Dataset entries
+-------+
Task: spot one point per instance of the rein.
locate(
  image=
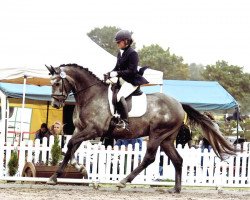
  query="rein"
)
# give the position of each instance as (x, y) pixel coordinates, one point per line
(73, 93)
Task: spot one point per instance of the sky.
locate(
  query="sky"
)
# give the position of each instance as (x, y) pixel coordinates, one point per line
(201, 31)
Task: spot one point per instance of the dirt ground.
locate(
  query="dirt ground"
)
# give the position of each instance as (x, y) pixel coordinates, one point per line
(16, 191)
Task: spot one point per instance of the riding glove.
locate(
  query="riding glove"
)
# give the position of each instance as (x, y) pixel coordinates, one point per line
(113, 74)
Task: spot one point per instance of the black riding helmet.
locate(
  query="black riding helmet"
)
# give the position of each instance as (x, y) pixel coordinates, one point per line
(123, 35)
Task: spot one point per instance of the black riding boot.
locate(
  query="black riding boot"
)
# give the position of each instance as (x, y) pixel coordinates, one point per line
(123, 123)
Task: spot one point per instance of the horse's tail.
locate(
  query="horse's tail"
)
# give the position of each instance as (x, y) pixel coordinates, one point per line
(220, 145)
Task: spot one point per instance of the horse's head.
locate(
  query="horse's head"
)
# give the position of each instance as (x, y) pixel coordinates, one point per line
(60, 86)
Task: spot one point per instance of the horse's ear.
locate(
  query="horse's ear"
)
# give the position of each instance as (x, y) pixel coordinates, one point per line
(51, 69)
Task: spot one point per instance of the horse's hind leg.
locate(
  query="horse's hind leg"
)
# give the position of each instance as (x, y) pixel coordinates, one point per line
(68, 155)
(147, 160)
(170, 150)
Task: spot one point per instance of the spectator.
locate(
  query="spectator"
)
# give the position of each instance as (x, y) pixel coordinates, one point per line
(43, 132)
(107, 141)
(236, 114)
(56, 128)
(184, 136)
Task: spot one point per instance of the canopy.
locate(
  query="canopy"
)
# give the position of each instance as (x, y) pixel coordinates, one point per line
(30, 61)
(201, 95)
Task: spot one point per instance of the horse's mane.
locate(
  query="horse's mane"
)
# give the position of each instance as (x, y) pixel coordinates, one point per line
(82, 68)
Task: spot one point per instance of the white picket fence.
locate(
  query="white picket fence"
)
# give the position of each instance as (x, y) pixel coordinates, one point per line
(111, 165)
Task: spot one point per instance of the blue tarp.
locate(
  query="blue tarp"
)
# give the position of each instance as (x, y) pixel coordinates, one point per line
(201, 95)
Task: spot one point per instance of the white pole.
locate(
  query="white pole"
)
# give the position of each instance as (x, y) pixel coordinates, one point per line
(22, 110)
(3, 116)
(161, 88)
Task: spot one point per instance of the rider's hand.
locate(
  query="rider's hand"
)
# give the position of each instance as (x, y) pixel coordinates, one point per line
(113, 74)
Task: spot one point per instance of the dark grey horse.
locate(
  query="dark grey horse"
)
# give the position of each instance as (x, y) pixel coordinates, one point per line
(161, 122)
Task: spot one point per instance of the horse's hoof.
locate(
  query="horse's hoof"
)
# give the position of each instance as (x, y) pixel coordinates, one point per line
(174, 190)
(52, 181)
(121, 184)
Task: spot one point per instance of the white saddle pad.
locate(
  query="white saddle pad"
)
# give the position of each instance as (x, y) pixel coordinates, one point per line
(139, 104)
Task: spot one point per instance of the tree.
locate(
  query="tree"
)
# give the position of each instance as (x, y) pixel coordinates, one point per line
(195, 71)
(231, 77)
(104, 37)
(158, 58)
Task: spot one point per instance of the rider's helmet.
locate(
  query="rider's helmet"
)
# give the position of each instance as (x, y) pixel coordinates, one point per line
(123, 35)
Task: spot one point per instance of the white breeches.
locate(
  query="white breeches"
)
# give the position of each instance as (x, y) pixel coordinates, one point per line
(126, 90)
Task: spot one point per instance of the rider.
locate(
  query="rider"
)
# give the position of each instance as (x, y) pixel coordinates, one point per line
(127, 73)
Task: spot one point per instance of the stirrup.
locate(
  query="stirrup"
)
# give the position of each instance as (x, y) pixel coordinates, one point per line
(123, 125)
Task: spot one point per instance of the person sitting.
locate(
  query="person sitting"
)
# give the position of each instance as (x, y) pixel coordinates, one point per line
(128, 76)
(43, 132)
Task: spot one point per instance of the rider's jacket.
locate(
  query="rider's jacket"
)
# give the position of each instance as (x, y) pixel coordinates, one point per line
(126, 67)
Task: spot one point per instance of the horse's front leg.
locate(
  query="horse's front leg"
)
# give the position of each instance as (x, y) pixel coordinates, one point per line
(73, 145)
(53, 179)
(147, 160)
(80, 168)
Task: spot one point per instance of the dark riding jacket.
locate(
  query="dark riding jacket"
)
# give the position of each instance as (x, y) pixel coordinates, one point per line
(126, 67)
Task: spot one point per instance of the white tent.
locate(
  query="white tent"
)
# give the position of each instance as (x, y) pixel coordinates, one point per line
(30, 61)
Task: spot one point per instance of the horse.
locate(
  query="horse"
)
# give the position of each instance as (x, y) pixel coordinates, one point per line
(161, 122)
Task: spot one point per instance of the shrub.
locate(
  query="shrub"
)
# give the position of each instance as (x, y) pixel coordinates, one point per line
(13, 163)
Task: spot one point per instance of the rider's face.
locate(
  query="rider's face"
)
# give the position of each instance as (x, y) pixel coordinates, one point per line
(121, 44)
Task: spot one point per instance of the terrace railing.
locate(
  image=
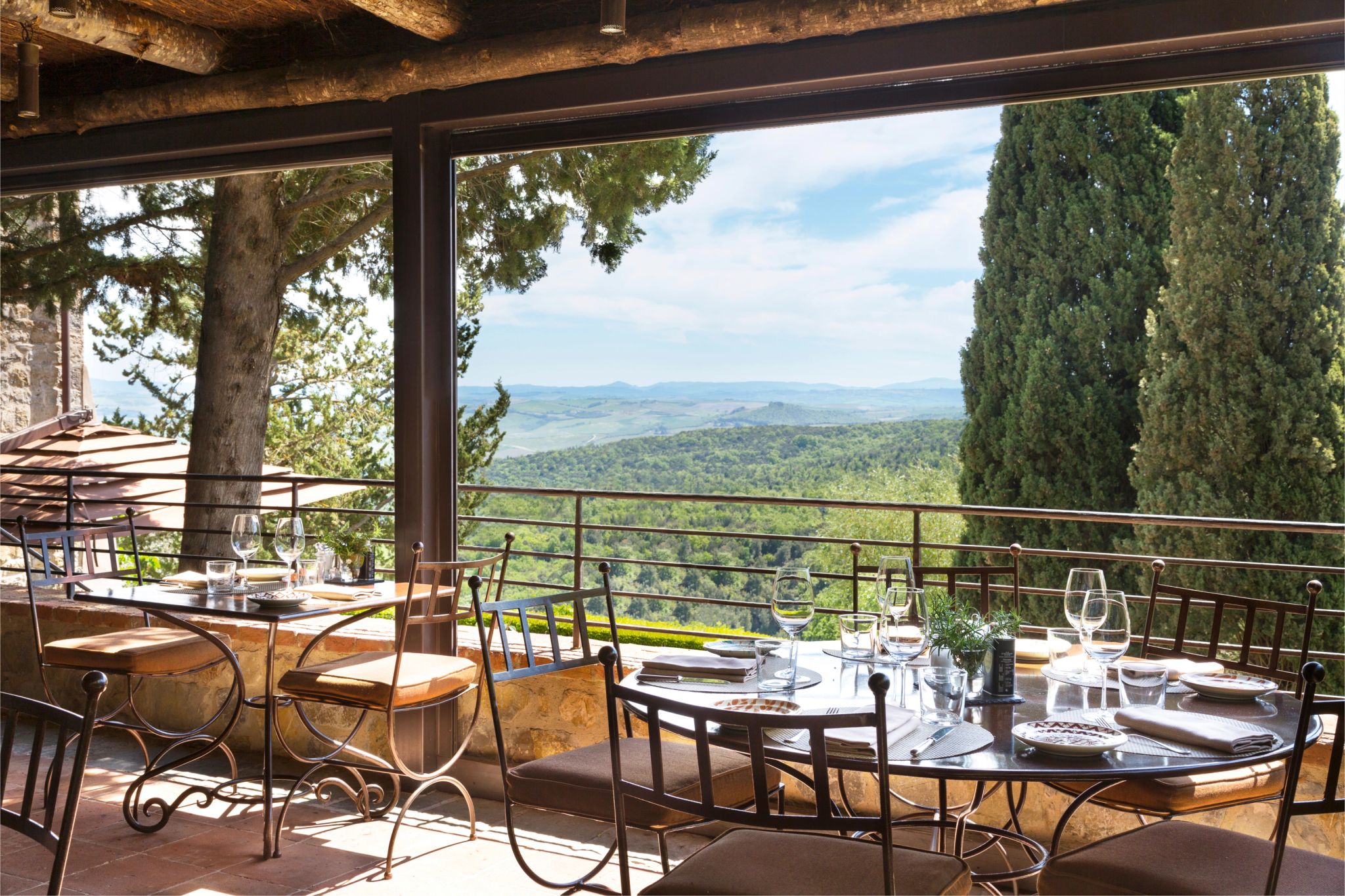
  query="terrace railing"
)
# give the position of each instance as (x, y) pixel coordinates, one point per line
(579, 526)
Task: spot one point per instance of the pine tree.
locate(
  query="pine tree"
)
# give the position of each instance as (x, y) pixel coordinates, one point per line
(1242, 396)
(1074, 233)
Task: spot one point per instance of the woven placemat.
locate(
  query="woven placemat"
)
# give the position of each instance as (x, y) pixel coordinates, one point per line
(751, 685)
(965, 738)
(1143, 746)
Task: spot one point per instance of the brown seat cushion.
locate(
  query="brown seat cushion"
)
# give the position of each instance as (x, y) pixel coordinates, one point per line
(580, 781)
(1192, 793)
(1184, 857)
(771, 861)
(366, 679)
(139, 652)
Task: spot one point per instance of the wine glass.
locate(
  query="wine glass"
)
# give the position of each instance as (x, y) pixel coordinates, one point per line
(1106, 631)
(1080, 582)
(246, 539)
(903, 630)
(793, 608)
(290, 543)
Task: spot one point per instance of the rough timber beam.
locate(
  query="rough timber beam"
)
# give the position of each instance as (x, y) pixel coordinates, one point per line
(433, 19)
(129, 30)
(381, 77)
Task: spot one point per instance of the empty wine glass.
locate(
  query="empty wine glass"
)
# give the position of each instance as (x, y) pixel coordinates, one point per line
(246, 539)
(290, 543)
(903, 630)
(1080, 582)
(793, 608)
(1106, 631)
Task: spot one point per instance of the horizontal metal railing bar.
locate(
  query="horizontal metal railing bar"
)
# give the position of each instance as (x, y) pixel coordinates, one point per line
(962, 509)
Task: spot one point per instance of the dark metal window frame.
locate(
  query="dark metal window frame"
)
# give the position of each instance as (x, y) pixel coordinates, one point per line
(1069, 50)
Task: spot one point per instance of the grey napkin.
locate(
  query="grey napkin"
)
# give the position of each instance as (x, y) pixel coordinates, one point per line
(1196, 730)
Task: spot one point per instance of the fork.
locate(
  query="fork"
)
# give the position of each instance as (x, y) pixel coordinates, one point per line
(1109, 723)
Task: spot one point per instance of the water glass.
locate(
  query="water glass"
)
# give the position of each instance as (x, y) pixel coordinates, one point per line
(857, 630)
(219, 576)
(1142, 683)
(771, 666)
(943, 694)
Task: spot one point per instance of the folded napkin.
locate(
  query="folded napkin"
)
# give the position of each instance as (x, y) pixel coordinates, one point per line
(1196, 730)
(1179, 667)
(337, 591)
(864, 742)
(701, 666)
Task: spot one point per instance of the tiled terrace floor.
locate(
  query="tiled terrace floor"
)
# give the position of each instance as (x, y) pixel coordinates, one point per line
(215, 849)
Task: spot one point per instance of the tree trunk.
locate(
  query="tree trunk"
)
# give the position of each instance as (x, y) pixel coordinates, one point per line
(240, 319)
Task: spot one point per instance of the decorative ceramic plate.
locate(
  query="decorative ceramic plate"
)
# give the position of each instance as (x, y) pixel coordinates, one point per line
(278, 599)
(1228, 685)
(740, 649)
(764, 706)
(1069, 738)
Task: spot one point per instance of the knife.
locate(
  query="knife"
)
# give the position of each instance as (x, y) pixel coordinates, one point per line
(931, 740)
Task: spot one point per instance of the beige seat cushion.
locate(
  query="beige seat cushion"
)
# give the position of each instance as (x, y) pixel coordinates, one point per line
(137, 652)
(771, 861)
(366, 679)
(1192, 793)
(580, 781)
(1184, 857)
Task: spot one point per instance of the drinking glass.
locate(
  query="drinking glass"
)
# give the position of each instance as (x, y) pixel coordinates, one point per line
(290, 542)
(1106, 631)
(904, 634)
(1080, 582)
(943, 692)
(857, 631)
(219, 576)
(246, 539)
(791, 605)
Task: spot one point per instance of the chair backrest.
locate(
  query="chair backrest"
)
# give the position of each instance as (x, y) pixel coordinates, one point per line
(45, 798)
(535, 662)
(1292, 806)
(1224, 609)
(822, 819)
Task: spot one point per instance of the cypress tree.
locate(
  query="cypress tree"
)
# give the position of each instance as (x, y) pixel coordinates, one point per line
(1074, 233)
(1242, 396)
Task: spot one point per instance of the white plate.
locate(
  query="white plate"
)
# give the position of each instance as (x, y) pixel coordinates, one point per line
(1228, 685)
(738, 648)
(1069, 738)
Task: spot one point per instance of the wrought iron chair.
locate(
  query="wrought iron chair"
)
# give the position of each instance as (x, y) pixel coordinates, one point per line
(387, 684)
(1202, 792)
(70, 727)
(579, 782)
(73, 557)
(1206, 859)
(797, 856)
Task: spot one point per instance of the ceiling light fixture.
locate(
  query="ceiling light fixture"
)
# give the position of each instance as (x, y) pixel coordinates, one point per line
(613, 18)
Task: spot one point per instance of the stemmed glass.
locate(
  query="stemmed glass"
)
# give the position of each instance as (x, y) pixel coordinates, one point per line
(1106, 631)
(246, 539)
(290, 543)
(793, 608)
(903, 630)
(1080, 582)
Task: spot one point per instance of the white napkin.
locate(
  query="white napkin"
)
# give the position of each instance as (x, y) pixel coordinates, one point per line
(701, 666)
(1196, 730)
(864, 742)
(1179, 667)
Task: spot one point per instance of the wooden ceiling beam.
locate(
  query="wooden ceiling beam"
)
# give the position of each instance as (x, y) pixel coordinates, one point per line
(433, 19)
(131, 30)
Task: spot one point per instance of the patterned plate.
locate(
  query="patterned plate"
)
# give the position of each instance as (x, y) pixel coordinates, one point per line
(1228, 685)
(1069, 738)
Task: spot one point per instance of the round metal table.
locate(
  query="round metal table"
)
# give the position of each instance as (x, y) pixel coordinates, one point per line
(1003, 762)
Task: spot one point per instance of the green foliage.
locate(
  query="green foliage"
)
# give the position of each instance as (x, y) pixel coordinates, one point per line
(1074, 232)
(1242, 399)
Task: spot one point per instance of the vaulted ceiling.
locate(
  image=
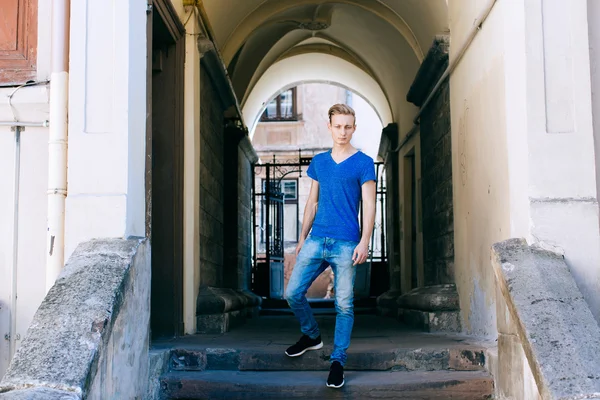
+-------+
■ What the task asks
The word to look for is "dark"; copy out every line of the entries that holds it.

■ Answer to this task
Task: spot one point per instance of the dark grey horse.
  query="dark grey horse"
Task: spot one point per instance of the dark riding jacket.
  query="dark riding jacket"
Task: spot one point per instance of the dark metal window frame.
  query="dark metal window frame"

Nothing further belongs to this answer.